(本文抜粋)
= = = = = = =

グルジア紛争から1年、オバマ政権に交代し、米ロ関係に変化が見られる中、火種を抱えたままの危険地帯の今を追いました。

2008年8月8日に開幕となった北京五輪。
この平和の祭典、オリンピック開幕の陰で、ロシア連邦の南部カフカス地方グルジアで武力紛争が火を噴いた。
2009年7月、グルジアをアメリカのバイデン副大統領が訪問した。
親欧米路線によって、ロシア離れを加速するグルジアのサーカシビリ大統領は、「われわれは『友人』とともに、絶対降伏しないということを世界は理解することが重要」と述べた。
グルジア内でロシアへの依存を強めていた地域、南オセチアをめぐり、グルジア軍とロシア軍が戦ったあの紛争の緊張が今、再び高まっている。
2008年の紛争後、アメリカのブッシュ政権は、人道支援名目で駆逐艦などをグルジアに派遣した。
これに対し、ロシアのメドベージェフ大統領は2008年9月6日、「(アメリカは)人道支援の旗の下で、グルジアの武装化を手助けしている」と述べた。
ロシアの反発に対して、2009年初めに就任したオバマ大統領は、米ロ関係の正常化をうたった。
しかし一方で、NATO(北大西洋条約機構)は、5月にグルジアで「合同軍事演習」を行っている。
軍事評論家の宇垣大成氏は「実際、アメリカやNATOは、グルジアへの関与を深めています。映像でも確認できますが、グルジア兵の野戦服や装備の一部が、すでにアメリカ軍供与のものに変わっています。これはグルジア軍をアメリカ・西側の軍のシステムに取り込もうとする動きとしては、他の国の場合よりもかなり速いペースで進んでいると言えます」と話した。

= = = = = = =

(記録)
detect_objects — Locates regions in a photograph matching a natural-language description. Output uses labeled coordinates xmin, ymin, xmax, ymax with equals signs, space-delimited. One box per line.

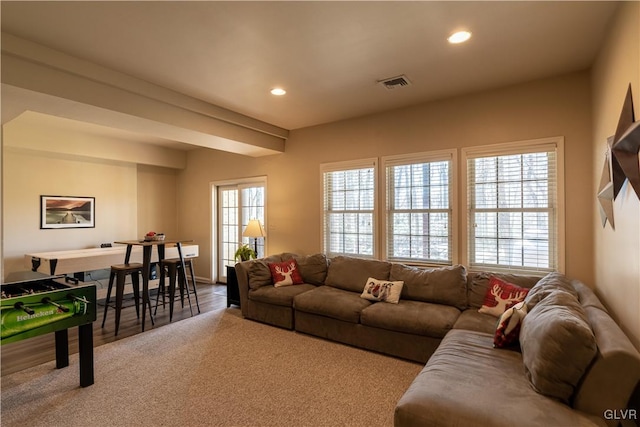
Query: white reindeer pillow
xmin=269 ymin=258 xmax=304 ymax=288
xmin=360 ymin=277 xmax=404 ymax=304
xmin=478 ymin=276 xmax=529 ymax=317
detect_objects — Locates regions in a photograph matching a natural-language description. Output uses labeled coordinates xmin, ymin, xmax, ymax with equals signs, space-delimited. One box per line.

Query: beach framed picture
xmin=40 ymin=196 xmax=96 ymax=229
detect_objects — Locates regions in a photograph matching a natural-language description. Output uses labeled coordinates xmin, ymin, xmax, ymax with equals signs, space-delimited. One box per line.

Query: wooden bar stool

= = = = = = =

(問題 1) 記録の冒頭の行から「xmin=360 ymin=277 xmax=404 ymax=304」を含む行までを、「pillow」を「cushion」に置き換え、それ以外は変えずにもう一度書いてください。画像は答えに含めないでください。
(問題 2) グルジア紛争から1年の現地を追った本文の続きを、最後の文の後から書き進めてください。

(作業結果 1)
detect_objects — Locates regions in a photograph matching a natural-language description. Output uses labeled coordinates xmin, ymin, xmax, ymax with equals signs, space-delimited. One box per line.

Query: white reindeer cushion
xmin=269 ymin=258 xmax=304 ymax=288
xmin=360 ymin=277 xmax=404 ymax=304

(作業結果 2)
こうした動きに、翌6月には、今度は旧ソ連崩壊後、最大規模といわれる軍事演習をロシアがグルジア周辺で実施した。
高まる緊張で7月には、グルジアと南オセチアの境界線が封鎖される事態となった。
青山学院大学の寺谷弘壬名誉教授は「あらゆる手段を使って、グルジアを取り込んでおきたいと、これがロシアの狙いですね」と話した。
寺谷氏によれば、現在、ロシア側はグルジア内で反サーカシビリの動きを支援するなど、その親欧米派を切り崩す動きを活発化させているという。
実は、ロシアがグルジアにこだわる重要な理由がもう1つあるという。
寺谷氏は「(ロシア連邦から)グルジアが外れると、ウクライナも外れやすいわけですよね。あるいは、その先のモルドバも離れつつあるんですね。そういうところが離れていって、経済的な利権も失っていくと」と話した。
グルジアの「離反」は、ウクライナやモルドバといったロシア勢力圏内にある国の「離反」がドミノ現象のように起こり、つながっていくという。
混迷を深めるグルジア問題。
ロシアが次に取る行動が注目される。